[Yapılacaklar]:
1. Dizi bölümü analizinde adı geçen karakterlerin tümünü, metinde ilk geçtikleri sırayla yazın.
2. Dizi bölümü analizini son cümlesinden sonra aynı üslupla devam ettirin.

[Seçilen alıntı]:
▬▬▬
Kördüğüm (İçimizdeki Ateş,2.bölüm)

YAZAR: A. Ela ERDOĞDU

Herkese merhaba .Bir hafta sonra yeniden sizlerle buluşacak olmanın mutluluğunu yaşıyorum. Birinci bölüm yazısı için verdiğiniz destek ve güzel yorumlarınız için teşekkürler. Umarım beraber uzun bir yolculuğumuz olur. Çaylar kahveler alındıysa yeni bölüm analizine başlayalım .Birinci bölümümüz hepimiz için oldukça gergin ve heyecan dolu bir yerde bitmişti. Mert katil oldu mu? Olmadı mı? Bölümün ilk dakikaları da bu gerginlik ile ilerlerken herkes için sessizliği bozan kişi Ege oldu. Ambulansı aramak isteyen Egeyi durduran Hale bazılarınız için doğru bazılarınız için yanlış olanı yaparak  Egeyi engelledi ki zaten tam bu sırada yaralı adamımız hareket ederek yaşam belirtisi verdi. Bunun üzerine “kahraman” ağabeyimiz Ceyhun kardeşinden bıçağı alıp “Sen değil ben yaptım ki bak turp gibi bir şeyi yok ben halledeceğim” diyor. Ölür müsün öldürür müsün dedikleri an bu olsa gerek zira çocuğu her türlü pisliğin içine çeken kendisi. Çocuğun başına dert olduktan sonra suçu üstlenmen seni kurtarmıyor. Senaristi bu konuda tebrik etmek istiyorum çünkü karakteri hayatın oldukça içinden almış.
▬▬▬
[Gösterilen veriler]:

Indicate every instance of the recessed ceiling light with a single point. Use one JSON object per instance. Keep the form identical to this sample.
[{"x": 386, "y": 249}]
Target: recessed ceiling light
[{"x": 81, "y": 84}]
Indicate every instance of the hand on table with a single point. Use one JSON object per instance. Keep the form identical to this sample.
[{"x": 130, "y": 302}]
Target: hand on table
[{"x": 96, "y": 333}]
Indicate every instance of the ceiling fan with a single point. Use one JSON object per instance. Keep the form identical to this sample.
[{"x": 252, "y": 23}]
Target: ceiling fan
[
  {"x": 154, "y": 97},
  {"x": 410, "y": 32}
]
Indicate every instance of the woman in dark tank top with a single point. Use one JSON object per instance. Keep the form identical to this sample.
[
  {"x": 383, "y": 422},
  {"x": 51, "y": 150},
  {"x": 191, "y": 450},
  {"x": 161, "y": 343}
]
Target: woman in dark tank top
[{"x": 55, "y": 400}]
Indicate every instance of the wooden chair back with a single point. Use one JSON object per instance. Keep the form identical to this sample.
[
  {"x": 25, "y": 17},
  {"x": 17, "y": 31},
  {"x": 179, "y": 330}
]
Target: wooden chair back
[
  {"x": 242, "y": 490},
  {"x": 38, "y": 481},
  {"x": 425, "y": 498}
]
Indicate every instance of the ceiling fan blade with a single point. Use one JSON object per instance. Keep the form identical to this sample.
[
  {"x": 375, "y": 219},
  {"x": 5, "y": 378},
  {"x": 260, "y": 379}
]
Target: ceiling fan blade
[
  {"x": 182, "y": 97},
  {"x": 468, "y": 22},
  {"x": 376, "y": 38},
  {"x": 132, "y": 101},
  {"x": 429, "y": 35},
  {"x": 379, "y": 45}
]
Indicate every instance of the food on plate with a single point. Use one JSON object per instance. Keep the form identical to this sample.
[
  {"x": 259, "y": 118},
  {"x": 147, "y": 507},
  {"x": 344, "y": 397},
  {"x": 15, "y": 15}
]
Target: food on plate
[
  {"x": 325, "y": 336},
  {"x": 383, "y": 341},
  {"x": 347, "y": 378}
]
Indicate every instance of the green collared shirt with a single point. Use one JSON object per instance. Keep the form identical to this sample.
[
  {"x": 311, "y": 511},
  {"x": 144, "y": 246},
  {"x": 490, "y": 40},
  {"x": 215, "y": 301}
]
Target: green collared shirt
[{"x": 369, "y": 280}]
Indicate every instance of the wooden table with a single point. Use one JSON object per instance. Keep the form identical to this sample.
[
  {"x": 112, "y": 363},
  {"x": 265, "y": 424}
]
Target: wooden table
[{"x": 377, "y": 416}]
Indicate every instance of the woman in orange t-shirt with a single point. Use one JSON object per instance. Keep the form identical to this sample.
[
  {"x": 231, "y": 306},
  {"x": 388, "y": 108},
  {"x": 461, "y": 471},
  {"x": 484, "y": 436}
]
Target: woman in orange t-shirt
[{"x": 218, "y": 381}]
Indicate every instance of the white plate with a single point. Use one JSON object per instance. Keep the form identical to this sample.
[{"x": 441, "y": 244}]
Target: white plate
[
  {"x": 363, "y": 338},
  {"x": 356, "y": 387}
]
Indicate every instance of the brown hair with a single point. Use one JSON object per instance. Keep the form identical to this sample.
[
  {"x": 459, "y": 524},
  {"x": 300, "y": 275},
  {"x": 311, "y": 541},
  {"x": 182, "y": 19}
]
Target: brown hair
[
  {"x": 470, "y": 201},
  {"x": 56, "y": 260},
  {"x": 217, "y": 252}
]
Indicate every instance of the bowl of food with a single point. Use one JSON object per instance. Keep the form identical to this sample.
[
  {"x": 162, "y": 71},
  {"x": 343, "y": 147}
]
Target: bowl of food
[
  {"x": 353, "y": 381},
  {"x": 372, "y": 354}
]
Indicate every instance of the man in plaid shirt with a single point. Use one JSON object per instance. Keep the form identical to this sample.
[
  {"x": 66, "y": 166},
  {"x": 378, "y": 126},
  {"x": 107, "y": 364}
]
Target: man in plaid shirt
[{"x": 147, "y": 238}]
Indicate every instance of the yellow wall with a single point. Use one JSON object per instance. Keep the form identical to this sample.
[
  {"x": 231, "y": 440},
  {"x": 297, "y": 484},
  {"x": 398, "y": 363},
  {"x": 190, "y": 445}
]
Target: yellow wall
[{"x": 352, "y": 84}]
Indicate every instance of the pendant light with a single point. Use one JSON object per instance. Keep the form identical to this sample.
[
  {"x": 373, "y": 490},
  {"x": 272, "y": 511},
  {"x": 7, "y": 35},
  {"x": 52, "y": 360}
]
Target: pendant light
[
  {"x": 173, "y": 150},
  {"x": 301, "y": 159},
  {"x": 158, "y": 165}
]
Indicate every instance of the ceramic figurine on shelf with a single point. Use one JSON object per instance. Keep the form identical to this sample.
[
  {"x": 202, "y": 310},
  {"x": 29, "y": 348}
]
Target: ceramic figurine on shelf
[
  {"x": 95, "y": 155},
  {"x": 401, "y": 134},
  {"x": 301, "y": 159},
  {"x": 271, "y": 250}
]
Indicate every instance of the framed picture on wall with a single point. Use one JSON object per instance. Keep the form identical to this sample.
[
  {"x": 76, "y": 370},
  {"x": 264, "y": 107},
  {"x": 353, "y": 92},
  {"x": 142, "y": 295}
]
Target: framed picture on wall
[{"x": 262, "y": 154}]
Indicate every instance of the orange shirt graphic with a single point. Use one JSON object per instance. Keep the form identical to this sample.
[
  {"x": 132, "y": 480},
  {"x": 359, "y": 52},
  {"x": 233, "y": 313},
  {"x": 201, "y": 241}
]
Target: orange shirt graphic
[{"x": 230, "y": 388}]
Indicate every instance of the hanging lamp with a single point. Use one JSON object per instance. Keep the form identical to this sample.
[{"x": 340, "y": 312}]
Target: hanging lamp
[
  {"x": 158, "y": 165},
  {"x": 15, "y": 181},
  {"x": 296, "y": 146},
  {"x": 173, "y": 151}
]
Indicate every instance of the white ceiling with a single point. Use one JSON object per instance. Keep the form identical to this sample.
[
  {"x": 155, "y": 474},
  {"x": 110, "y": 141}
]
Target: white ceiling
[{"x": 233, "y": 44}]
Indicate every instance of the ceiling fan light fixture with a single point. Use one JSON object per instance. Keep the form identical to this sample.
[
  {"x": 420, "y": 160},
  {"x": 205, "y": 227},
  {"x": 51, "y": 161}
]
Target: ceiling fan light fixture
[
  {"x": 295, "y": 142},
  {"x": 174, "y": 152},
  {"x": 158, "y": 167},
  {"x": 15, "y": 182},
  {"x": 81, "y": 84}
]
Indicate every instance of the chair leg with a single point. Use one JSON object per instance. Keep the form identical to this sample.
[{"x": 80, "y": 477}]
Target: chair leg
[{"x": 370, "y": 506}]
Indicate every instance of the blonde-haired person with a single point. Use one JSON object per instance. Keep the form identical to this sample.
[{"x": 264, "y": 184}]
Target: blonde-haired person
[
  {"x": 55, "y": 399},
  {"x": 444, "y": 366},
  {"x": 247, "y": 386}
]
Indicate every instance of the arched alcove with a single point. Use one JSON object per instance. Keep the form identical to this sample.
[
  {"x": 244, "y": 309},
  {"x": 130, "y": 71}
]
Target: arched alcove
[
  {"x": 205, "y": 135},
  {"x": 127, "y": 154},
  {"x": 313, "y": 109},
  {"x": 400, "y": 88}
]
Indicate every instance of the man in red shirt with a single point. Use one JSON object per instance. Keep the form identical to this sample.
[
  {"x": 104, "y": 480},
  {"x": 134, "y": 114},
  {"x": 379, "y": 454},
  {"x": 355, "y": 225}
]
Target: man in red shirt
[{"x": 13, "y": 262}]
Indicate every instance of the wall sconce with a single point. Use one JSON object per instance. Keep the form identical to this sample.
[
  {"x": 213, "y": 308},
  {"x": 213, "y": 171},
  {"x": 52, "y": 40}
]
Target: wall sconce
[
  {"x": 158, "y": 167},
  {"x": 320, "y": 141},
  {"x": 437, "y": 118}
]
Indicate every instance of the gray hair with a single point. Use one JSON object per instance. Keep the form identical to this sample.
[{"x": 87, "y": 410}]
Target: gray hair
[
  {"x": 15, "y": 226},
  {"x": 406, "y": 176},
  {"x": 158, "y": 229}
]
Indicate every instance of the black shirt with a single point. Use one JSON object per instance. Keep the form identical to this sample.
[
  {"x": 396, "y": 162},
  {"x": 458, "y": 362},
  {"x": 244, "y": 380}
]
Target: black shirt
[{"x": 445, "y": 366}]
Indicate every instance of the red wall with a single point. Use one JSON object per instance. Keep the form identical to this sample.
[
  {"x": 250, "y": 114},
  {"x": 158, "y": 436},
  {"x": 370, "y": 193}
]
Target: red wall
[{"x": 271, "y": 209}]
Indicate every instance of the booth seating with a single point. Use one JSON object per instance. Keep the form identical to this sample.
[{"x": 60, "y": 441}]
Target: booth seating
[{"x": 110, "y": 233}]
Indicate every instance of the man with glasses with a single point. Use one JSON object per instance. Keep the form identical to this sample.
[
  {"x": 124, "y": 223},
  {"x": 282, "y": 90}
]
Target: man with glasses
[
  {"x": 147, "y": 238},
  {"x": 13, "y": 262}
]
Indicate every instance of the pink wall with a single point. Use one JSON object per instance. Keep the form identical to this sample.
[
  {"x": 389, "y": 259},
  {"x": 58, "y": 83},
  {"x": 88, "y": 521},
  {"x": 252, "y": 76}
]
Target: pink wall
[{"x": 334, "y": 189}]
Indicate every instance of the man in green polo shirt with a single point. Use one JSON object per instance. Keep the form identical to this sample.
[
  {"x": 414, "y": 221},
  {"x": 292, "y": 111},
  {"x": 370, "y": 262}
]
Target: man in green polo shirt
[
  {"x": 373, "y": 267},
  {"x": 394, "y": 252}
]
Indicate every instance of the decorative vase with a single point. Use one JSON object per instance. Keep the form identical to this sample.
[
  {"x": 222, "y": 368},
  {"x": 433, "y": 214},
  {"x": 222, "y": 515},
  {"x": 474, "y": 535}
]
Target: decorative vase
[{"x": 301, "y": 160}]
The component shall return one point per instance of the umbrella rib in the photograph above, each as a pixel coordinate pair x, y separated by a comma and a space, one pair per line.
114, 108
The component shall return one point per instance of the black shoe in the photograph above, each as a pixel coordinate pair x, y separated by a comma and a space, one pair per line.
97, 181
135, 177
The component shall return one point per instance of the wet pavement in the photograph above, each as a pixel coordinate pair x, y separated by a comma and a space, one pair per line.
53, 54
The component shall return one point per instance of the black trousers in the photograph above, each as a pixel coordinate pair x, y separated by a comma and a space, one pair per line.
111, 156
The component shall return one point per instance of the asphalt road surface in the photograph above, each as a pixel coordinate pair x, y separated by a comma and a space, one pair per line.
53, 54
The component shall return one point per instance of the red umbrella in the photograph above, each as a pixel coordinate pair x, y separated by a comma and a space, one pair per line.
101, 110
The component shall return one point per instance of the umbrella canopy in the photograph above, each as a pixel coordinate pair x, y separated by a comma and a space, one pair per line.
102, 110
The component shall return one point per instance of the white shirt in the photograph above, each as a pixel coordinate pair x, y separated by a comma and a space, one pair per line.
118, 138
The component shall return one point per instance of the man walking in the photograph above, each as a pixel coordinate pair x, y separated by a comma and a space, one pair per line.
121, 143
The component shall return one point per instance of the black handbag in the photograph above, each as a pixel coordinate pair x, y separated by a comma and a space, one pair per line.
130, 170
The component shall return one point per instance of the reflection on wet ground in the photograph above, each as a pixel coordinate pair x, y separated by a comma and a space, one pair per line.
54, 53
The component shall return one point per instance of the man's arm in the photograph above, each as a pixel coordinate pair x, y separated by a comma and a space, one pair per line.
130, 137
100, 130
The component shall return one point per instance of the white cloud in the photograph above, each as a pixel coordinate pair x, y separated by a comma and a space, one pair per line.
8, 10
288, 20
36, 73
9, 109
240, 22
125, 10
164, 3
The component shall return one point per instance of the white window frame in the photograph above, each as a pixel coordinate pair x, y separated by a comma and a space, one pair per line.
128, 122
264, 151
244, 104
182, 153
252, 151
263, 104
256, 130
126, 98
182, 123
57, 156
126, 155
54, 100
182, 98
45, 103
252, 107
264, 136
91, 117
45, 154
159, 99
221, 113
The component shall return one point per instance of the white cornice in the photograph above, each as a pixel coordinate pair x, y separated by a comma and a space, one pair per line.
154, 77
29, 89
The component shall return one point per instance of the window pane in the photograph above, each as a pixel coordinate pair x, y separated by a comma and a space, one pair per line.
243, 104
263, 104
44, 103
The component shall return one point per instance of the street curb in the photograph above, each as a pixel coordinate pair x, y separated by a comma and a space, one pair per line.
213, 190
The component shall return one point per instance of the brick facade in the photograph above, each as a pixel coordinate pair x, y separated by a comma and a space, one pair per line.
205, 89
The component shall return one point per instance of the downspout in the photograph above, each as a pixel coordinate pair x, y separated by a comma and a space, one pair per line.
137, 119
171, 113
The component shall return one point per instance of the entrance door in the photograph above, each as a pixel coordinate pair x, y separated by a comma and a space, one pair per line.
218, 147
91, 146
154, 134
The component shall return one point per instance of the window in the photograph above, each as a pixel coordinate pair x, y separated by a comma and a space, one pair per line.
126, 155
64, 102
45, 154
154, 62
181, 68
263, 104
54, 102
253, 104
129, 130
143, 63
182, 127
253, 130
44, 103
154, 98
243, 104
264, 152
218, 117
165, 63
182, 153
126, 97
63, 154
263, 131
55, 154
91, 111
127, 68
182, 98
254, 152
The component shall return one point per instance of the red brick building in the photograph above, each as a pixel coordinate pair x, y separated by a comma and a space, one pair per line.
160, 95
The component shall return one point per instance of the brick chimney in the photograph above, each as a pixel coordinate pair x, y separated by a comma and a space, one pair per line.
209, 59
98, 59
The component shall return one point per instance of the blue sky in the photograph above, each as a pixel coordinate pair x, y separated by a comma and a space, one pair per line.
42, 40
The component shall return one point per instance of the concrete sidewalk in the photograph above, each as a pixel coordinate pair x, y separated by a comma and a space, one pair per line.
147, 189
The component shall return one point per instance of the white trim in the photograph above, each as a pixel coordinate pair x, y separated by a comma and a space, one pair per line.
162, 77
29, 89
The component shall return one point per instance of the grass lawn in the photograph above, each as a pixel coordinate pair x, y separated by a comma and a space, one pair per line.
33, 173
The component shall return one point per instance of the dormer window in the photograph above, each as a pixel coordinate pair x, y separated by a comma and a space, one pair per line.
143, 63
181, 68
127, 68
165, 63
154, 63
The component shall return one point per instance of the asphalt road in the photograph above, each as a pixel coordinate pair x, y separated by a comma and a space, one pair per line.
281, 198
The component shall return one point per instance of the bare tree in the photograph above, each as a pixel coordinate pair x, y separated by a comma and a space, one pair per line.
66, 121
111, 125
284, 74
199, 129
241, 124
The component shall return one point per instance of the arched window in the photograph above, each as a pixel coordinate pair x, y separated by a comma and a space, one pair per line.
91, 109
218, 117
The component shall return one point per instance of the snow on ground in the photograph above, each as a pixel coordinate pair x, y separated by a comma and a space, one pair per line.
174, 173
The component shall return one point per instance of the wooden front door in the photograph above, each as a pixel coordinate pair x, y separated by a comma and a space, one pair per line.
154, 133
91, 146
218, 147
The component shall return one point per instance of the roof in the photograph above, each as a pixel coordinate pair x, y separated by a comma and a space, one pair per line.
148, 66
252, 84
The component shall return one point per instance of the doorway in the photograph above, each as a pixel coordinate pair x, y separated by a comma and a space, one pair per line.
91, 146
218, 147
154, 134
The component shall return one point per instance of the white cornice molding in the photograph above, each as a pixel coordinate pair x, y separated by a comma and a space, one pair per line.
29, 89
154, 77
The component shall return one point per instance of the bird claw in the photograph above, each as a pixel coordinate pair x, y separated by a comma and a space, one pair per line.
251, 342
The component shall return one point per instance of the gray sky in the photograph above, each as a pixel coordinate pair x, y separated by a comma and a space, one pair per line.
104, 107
▬▬▬
[Beklenen sonuçlar]:
1. Mert, Ege, Hale, Ceyhun

2.
Mert’i de yanlarına alıp olay mahallinden uzaklaşan stajyerlerimiz belki de aralarındaki ilk ve en önemli kırılmayı yaşadı. Neden mi? Birbirini yeni tanıyan dört kişi Mert’i çıkar üç kişi  sırf kendini bu işten temize ayırabilmek için polise ve Doğan Beye olanları anlatabilirdi. Ege hırsı, Hale kibri için Bahar ise sırf bir rakip elemek için yapabilirdi bunu ama yapmadı. Hale ve Ege beni karıştırma deyip gitti ve Mert’i ispiyonlamadan sıyırıldılar. Açıkçası burada özellikle de Hale’den bir atak beklemiyordum dersem yalan olur. Kendisini kurtarmak hususunda spesifik bir adım atabileceğine inanıyordum çünkü o bu yola geleceği, avukatlık hayalleri için değil, onu bu hayatta karanlık olmaya iten adamdan intikam almak için girdi. Bu sebeple her an bir yanlışa sürüklenebilirdi ama yapmadı, ilerleyen zamanlarda açacağım ama Hale gurubun karanlık yüzü olmayabilir, benden söylemesi.

Mert en dişli rakibinin susmasıyla kurtulsa da aslında ben ondan bir Robin Hood’luk bekliyordum ki eğer Bahar olmasaydı olacak olan da buydu. Bahar Mert’in yanında kalarak onun o şok anıyla yanlış bir şey yapmasına engel oldu belki de çünkü Mert öyle iyi bir çocuk ki kendi hayatını yakacağını bile bile sırf diğerleri yanmasın diye polise teslim olabilirdi. Bahar’ın orada olması belki de Mert’in geleceğini kurtardı diyeceğim ama ikili arasındaki etkileşim günden güne artarken kurtardığı tek şey Mert’in kariyeri olmayabilir, ne dersiniz?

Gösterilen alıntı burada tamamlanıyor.